*TASK DIRECTIONS*
Filter out every line below that lacks "target", and copy the rest.

(Stored items from a collection)
● ● ● ● ●

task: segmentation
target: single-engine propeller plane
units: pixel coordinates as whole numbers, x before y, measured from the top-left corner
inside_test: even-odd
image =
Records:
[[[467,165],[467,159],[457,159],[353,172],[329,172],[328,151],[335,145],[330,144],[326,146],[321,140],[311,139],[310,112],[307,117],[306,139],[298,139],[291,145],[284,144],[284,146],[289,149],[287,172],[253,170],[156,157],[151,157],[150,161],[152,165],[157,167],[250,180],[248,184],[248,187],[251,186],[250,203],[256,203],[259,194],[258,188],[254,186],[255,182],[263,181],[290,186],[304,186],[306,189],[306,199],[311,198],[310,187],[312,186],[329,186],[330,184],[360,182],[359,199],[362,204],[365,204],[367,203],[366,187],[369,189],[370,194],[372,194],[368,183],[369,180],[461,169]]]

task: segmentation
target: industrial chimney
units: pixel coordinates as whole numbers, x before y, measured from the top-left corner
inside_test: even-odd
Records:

● ● ● ● ●

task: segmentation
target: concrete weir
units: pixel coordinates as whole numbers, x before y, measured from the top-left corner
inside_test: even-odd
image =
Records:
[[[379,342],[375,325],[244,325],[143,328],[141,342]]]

● ● ● ● ●

*EXERCISE RESULT*
target: single-engine propeller plane
target: industrial chimney
target: concrete weir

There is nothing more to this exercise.